[Work instructions]: How many of the lines below contain the string "saddle"? Case counts. Reply with the number only.

Named object pointing entries:
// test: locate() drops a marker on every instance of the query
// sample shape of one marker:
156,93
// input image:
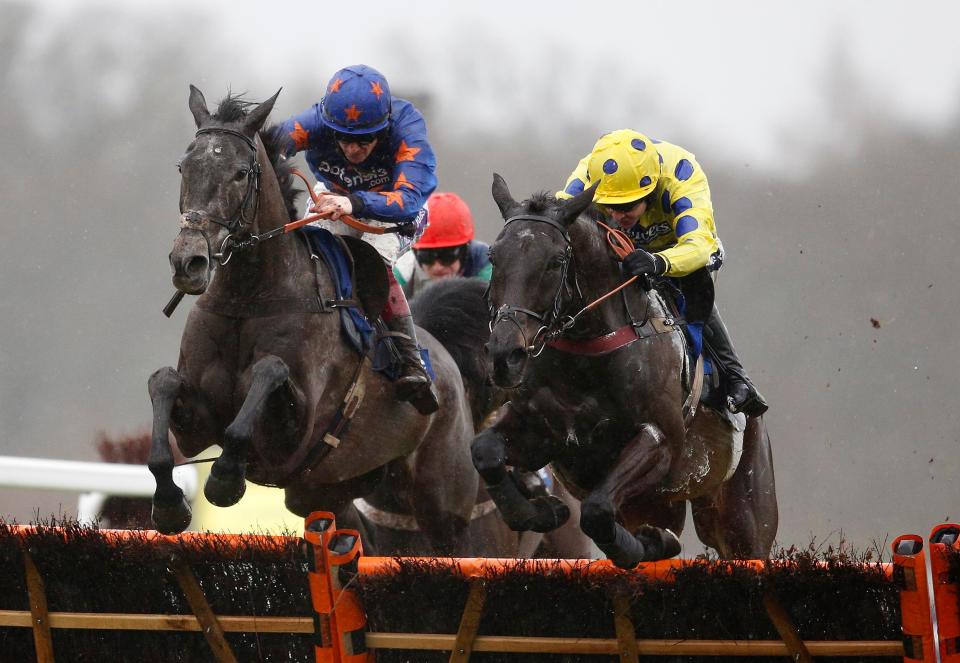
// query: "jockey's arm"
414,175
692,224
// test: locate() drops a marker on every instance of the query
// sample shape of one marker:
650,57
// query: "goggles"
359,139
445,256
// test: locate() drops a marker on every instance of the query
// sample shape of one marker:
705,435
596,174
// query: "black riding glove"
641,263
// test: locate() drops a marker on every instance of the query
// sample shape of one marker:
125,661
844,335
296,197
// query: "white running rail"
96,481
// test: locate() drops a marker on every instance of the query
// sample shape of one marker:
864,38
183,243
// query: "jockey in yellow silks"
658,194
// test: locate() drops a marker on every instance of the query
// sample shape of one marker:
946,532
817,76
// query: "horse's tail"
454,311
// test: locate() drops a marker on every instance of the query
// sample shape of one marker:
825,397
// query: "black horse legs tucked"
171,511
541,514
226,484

---

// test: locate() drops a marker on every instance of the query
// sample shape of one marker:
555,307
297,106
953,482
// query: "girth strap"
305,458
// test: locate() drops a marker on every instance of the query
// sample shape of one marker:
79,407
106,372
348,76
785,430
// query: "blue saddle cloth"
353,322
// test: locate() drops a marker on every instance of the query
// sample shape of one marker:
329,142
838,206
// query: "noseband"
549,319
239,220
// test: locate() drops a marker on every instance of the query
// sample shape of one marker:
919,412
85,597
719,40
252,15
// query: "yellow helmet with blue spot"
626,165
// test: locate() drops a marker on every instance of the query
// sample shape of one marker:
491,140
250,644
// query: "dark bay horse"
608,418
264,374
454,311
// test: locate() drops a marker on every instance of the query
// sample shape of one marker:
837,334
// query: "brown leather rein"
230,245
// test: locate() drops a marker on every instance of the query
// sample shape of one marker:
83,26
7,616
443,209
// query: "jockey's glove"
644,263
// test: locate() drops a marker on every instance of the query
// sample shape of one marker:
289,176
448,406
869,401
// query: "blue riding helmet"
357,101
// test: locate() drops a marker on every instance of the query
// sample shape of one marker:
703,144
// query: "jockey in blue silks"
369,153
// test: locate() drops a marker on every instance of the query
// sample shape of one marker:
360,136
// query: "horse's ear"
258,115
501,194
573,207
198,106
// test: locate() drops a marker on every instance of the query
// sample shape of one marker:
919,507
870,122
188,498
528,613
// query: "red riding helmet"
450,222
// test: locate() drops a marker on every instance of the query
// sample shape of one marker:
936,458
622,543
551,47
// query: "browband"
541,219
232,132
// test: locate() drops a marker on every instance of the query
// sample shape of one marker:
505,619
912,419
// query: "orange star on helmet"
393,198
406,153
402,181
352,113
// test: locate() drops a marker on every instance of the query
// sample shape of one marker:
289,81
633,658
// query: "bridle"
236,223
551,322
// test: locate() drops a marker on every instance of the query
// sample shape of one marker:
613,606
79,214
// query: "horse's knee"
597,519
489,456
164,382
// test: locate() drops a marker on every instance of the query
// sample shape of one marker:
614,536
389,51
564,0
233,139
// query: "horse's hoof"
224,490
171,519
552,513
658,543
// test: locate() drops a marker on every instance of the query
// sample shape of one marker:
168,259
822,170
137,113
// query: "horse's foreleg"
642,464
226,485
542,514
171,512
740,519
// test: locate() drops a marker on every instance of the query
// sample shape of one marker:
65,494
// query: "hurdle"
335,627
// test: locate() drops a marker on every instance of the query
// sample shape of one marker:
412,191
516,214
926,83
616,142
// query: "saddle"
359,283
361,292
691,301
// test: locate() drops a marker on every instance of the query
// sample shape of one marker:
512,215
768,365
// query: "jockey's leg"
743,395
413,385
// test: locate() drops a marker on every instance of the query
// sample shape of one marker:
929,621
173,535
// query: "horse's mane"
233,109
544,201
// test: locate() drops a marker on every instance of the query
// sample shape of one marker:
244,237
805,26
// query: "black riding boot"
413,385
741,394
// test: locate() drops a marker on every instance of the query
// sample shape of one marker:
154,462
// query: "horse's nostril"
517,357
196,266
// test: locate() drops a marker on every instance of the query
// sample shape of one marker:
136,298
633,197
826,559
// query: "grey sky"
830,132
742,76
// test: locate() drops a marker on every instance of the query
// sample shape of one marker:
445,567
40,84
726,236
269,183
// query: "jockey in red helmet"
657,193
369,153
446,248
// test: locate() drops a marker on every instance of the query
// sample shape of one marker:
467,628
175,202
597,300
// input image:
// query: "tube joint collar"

[Written reply]: 2